--- Explore the material ---
- 1) Print, word for word, the part of the blended-family blog post starting at "When I became" and ending at "than one direction.".
- 2) Rewrite the paragraph of the blended-family blog post that begins "Watching someone love your child" as a short bulleted list that keeps its main facts.

--- Passage to read ---
The Blog
Let me start with this: I never set out to have a “blended family.” That phrase always felt a little too polished for what the reality often looks like because let’s be honest, blending families is rarely smooth, seamless, or easy. But it can be worth it. So, so worth it.
When I became a mom, I had no idea that years later I’d be raising two kids almost a decade apart. One from a previous relationship, one with my soulmate. While navigating co-parenting schedules, step-parenting dynamics, and all the emotions that come with loving deeply in more than one direction.
Co-Parenting: The Delicate Dance
Co-parenting, for me, has been a journey. Some seasons have been peaceful and cooperative; others have required a lot of deep breaths and quiet prayers in the car. There’s a balance to strike between advocating for your child, keeping communication open, and letting go of things you can’t control. I’m still learning it. Some days I feel like I’ve got the rhythm down and other days, not so much.
But here’s what I’ve learned: kids do best when they feel safe, loved, and secure in all the places they call home. So we show up. We put in the effort. We try to be steady, even when it’s hard.
Step-Parenting: Not a Replacement, but a Bonus
Watching someone love your child as their own, without trying to replace anyone, without overstepping, is one of the most beautiful things I’ve witnessed. Spencer never tried to “be dad” to my daughter. He just shows up. He listens, he supports, he plays, he parents in partnership with me, and he earns her trust one day at a time.
It’s not always simple. Kids are intuitive. They know what’s happening around them and they also feel all the changes deeply. But the joy that comes from watching genuine connection grow between my daughter and the man I love? That’s something I wouldn’t trade for anything.
All the Feels: The Guilt, The Growth, The Grace
I’ve felt guilt. The truth is, I stayed longer than I should have. It took me time to recognize that the environment wasn’t what I or my daughter needed. Emotionally, mentally, or spiritually. Leaving wasn’t easy, but it was necessary. And while I don’t dwell on regret, I do sometimes wish I had trusted my instincts sooner. Still, I know now that the timing of my healing was part of the journey.
I’ve also felt growth. I’ve watched my daughter learn what a healthy relationship looks like. I’ve seen myself become a better version of the mom I was before more grounded, more patient, more open to love.
And grace? That one’s been key. We give it to each other, and we give it to ourselves even on the messy days when emotions are high, naps are missed, and nobody can remember whose weekend it is.
Blending a family isn’t about being perfect. It’s about showing up with love, staying soft in the chaos, and knowing that just because it’s different doesn’t mean it’s broken.
This is our blended life… imperfect, intentional, and filled with more love than I ever expected.

--- Provided data ---
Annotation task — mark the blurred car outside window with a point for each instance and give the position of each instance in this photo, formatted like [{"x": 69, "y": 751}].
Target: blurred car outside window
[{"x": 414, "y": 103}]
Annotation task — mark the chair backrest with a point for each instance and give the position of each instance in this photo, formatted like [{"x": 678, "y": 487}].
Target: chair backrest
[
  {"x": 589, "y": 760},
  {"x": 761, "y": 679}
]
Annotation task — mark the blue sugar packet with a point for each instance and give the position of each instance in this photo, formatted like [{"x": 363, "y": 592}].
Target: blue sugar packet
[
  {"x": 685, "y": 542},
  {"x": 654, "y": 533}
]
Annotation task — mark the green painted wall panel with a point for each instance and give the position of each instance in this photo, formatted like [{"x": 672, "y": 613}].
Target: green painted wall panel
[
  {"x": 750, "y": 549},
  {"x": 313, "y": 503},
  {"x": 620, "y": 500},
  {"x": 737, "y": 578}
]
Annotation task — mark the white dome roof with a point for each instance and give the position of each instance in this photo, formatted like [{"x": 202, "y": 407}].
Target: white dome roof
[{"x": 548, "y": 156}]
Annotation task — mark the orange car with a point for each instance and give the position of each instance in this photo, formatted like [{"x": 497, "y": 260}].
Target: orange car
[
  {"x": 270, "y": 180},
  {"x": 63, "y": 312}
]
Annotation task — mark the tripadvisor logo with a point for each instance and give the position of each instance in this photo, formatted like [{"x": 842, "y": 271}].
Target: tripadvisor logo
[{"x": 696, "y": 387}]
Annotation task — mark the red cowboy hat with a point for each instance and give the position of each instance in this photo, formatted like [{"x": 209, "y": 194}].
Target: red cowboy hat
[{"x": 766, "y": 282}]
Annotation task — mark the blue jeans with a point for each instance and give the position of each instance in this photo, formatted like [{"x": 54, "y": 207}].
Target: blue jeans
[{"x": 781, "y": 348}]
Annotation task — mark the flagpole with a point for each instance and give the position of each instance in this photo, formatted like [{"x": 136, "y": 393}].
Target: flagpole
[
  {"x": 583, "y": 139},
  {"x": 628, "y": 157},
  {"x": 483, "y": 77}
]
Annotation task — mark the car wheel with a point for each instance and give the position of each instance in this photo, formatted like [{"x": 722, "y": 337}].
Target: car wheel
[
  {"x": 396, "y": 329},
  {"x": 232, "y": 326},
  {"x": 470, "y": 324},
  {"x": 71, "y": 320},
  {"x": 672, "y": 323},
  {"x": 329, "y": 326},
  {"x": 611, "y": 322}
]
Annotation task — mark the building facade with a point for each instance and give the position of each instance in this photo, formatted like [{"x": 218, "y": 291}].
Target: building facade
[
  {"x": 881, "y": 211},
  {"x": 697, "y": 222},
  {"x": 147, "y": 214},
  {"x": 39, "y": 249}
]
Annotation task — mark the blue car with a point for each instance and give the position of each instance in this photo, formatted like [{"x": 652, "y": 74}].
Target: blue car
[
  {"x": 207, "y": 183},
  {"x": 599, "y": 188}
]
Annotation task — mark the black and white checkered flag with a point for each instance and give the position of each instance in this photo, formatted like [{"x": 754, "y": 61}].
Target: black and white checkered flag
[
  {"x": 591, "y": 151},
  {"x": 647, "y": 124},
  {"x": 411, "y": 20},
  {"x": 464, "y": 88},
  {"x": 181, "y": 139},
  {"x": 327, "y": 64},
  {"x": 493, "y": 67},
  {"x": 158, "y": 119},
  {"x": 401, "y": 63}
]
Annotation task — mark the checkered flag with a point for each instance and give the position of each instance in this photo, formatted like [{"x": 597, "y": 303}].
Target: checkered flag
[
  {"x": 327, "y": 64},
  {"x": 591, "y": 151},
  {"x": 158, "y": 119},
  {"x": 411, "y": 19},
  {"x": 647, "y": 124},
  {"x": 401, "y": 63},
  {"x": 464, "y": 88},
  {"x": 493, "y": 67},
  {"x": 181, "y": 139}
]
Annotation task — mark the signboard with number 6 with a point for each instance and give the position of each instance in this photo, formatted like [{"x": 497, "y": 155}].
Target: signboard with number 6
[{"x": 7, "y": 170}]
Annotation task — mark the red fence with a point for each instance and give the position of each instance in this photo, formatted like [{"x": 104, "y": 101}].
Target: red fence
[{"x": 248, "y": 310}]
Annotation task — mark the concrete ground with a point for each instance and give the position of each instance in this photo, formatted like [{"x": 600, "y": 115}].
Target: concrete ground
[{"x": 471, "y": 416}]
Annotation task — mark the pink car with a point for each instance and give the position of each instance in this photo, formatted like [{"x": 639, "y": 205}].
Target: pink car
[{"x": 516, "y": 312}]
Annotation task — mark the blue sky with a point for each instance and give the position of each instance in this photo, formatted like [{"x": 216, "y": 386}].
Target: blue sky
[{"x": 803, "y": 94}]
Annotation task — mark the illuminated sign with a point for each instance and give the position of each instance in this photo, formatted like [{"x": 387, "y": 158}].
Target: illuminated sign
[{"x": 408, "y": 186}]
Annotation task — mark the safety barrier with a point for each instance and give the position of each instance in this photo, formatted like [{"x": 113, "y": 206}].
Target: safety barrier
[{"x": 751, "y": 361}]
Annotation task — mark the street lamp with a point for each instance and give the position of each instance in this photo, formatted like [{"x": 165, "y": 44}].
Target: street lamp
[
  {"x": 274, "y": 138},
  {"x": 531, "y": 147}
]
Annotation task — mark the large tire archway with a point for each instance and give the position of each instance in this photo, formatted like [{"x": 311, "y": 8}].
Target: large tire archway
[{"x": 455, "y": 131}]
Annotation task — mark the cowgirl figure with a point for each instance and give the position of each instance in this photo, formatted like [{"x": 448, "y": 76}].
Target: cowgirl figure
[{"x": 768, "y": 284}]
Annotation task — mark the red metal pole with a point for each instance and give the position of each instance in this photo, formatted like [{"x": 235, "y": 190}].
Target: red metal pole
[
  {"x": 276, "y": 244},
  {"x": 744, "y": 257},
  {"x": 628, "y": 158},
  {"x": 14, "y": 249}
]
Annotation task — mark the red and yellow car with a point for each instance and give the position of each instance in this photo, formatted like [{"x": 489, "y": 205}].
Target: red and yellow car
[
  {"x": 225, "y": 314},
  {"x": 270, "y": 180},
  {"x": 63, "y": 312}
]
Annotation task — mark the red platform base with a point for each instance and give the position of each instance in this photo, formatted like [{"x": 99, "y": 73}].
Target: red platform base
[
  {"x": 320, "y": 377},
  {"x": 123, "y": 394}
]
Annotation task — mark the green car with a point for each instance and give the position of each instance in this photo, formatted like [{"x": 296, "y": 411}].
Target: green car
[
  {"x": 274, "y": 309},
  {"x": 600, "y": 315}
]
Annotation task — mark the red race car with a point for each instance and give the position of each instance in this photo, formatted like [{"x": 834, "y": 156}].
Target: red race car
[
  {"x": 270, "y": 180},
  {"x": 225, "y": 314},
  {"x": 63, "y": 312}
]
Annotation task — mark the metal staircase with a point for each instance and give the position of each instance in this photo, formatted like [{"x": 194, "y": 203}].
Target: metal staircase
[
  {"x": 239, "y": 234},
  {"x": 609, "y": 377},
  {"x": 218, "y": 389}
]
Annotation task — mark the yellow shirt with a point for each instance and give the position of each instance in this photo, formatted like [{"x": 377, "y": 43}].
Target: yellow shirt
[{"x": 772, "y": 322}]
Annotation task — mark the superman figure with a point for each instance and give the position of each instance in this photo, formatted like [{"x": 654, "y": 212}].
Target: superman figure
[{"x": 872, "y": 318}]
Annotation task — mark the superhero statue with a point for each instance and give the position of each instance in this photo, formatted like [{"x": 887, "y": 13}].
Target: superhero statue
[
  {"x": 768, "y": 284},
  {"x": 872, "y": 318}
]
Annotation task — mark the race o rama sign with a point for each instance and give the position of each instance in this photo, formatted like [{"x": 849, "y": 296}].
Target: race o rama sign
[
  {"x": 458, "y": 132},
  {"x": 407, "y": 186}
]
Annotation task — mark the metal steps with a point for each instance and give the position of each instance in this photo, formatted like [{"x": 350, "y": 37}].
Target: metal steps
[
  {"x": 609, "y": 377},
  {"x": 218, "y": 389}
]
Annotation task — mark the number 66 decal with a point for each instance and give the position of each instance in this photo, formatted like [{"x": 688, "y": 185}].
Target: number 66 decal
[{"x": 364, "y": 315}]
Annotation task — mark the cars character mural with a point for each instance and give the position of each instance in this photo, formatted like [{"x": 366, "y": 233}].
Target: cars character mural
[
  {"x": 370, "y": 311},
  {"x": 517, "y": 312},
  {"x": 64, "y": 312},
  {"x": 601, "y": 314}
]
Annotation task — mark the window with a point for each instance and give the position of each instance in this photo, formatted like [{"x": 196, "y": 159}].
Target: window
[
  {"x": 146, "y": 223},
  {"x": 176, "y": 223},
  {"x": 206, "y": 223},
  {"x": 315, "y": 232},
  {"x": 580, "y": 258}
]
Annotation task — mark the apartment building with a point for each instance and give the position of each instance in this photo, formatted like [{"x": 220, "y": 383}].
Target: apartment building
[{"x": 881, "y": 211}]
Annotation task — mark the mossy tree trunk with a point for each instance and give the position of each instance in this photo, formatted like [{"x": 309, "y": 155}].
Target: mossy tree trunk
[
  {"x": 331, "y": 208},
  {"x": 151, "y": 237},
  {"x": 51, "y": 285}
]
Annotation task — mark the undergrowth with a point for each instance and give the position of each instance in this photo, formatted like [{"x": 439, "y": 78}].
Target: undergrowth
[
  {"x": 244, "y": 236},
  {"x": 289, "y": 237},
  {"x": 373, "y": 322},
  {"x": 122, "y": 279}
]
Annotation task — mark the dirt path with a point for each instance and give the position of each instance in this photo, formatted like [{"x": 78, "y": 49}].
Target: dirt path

--- Answers for each item ---
- 1)
When I became a mom, I had no idea that years later I’d be raising two kids almost a decade apart. One from a previous relationship, one with my soulmate. While navigating co-parenting schedules, step-parenting dynamics, and all the emotions that come with loving deeply in more than one direction.

- 2)
- Spencer loves the writer's daughter as his own, without trying to replace anyone or overstepping.
- He never tried to "be dad" to her.
- He listens, supports, plays, and parents in partnership with the writer.
- He earns her trust one day at a time.
- The writer calls this one of the most beautiful things they have witnessed.